[What the task requires]
Copy every row below word for word, omitting the pictures.

■ ■ ■

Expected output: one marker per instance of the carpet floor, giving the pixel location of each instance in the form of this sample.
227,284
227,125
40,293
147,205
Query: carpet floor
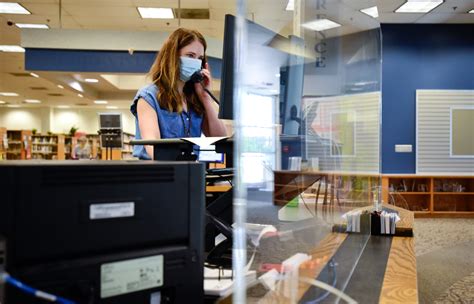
445,260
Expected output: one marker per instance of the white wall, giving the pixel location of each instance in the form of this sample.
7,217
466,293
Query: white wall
59,120
24,118
86,120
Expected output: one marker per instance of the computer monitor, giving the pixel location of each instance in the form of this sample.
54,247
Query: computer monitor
110,121
103,232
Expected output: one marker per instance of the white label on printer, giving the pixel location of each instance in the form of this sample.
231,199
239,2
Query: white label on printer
130,276
111,210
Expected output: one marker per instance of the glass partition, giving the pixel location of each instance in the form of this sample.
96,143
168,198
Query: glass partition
307,147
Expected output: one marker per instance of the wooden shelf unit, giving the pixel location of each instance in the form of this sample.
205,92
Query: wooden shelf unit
49,146
348,188
19,144
3,143
127,150
431,195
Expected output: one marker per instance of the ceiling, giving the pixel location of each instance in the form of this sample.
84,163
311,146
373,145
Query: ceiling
123,15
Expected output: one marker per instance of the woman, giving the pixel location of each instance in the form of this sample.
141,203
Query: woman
172,107
82,150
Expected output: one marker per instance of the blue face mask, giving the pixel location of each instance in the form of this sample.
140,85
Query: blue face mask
188,66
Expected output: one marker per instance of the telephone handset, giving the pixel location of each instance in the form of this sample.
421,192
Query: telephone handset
197,77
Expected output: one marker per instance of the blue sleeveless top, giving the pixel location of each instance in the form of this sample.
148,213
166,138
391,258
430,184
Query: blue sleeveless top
171,124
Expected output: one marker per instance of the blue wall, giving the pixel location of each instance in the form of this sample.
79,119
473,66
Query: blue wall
419,56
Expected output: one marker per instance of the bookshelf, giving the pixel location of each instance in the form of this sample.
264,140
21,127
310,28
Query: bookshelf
49,146
69,144
431,195
19,144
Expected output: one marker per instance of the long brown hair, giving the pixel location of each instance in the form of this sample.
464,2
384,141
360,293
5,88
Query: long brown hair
165,71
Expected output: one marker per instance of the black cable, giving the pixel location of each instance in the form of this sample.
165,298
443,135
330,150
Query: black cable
332,266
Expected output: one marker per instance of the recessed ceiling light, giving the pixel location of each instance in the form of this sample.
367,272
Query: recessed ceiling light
8,94
418,6
13,8
371,11
31,25
320,25
32,101
12,48
156,13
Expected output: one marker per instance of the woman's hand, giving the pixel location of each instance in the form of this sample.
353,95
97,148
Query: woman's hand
206,83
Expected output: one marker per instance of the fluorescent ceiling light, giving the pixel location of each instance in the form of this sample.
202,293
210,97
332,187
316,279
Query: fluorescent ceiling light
8,94
156,13
320,25
12,48
31,25
371,11
32,101
418,6
13,8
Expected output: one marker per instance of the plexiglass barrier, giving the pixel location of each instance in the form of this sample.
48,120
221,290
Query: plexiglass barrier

■ ■ ■

[Solution below]
Expected output: one marker per instance of the carpet floor, giving the pixel location of each instance in the form of this sample.
227,284
227,125
40,293
147,205
Query: carpet floor
445,260
Expected output: one marker per instance of the white wall, giving the pixel location of each instance in the form of this sample.
7,217
466,293
Query: white wall
59,120
24,118
86,120
Expected output: one marker per instance of the computer monitor, giving the pixel location of each instance in the form of this sample.
54,247
Query: computer monitor
110,121
103,232
Expected output: one marker per instance of the white label on printer, giving the pixel location of each instance in the form of this sample.
231,199
239,2
Query: white label on printer
130,276
111,210
Expected output: one marker per instance of the glass partition, giving the pixel location of each instance in the form of this sample.
96,143
168,198
Query: glass partition
307,147
Expected output: one marker per instance of the wooden shelf unit, giving the pixel location of each instance in the form of this sample.
205,92
Query: wooden shelf unit
49,146
348,188
19,144
3,143
127,150
431,195
Expected output: one marker per instance of the ceiling, giving the pixel location of each instance in the form of this sample.
84,163
311,146
373,145
Query: ceiling
123,15
Expected output: one marker per instance of the woman, giving the pixel location of each instance in the form of this sample.
141,203
Query: woman
172,107
82,150
Expected output: one marker per instance of the blue face mask, giving the pixel location of each instance in the form of this sample.
140,85
Query: blue face mask
188,66
Expected output: one marker per instance of the telephone handset, giving the pixel location of each instance in the form of this sample.
421,192
Query: telephone handset
197,77
Expected output: one marker per instance of the blue sleeveless top, giving the pixel location of each instance in the form of this sample.
148,213
166,138
391,258
430,184
Query: blue sleeveless top
171,124
Expected output: one marker per instance of the blue wall, giving the pixel location of each instance in the form of this sample.
79,119
473,66
Query: blue wall
419,56
Expected output: one marker per instance of the bookshelf, giving the pixel location of each instance in the form of this sample.
264,140
21,127
310,28
Query: bookshelf
49,146
69,144
431,195
19,144
Expected output: one marker per instance of the long brown hair, giving the pixel location of each instance in the form of this sample.
464,2
384,141
360,293
5,88
Query: long brown hair
165,71
Expected output: one marker per instance of the black cable, giving the pixel location of each instance in the form of this sample.
165,298
443,135
330,150
Query: black cable
332,266
Expected output: one marker per instance of the recessed ceiling light, giving the pixel location of each instance in the form of this sample.
367,272
Query: recessed ceiling light
8,94
418,6
13,8
371,11
31,25
320,25
32,101
12,48
156,13
Expected output: one marker per instance of the woman's hand, giving the pixel location of each instance in the form of this sample.
353,95
97,148
Query: woman's hand
206,83
Expected output: one marker per instance of the fluorescent ceiling light, giving the pixel location of each instance in the form of this sample.
202,293
210,97
332,187
316,279
Query: fluorescent ceiling light
8,94
156,13
320,25
12,48
31,25
371,11
32,101
418,6
13,8
Expected output: one marker per instance of the plexiglass barrier, giving the pixel location of each instance in the form of this sample.
48,120
221,290
Query: plexiglass barrier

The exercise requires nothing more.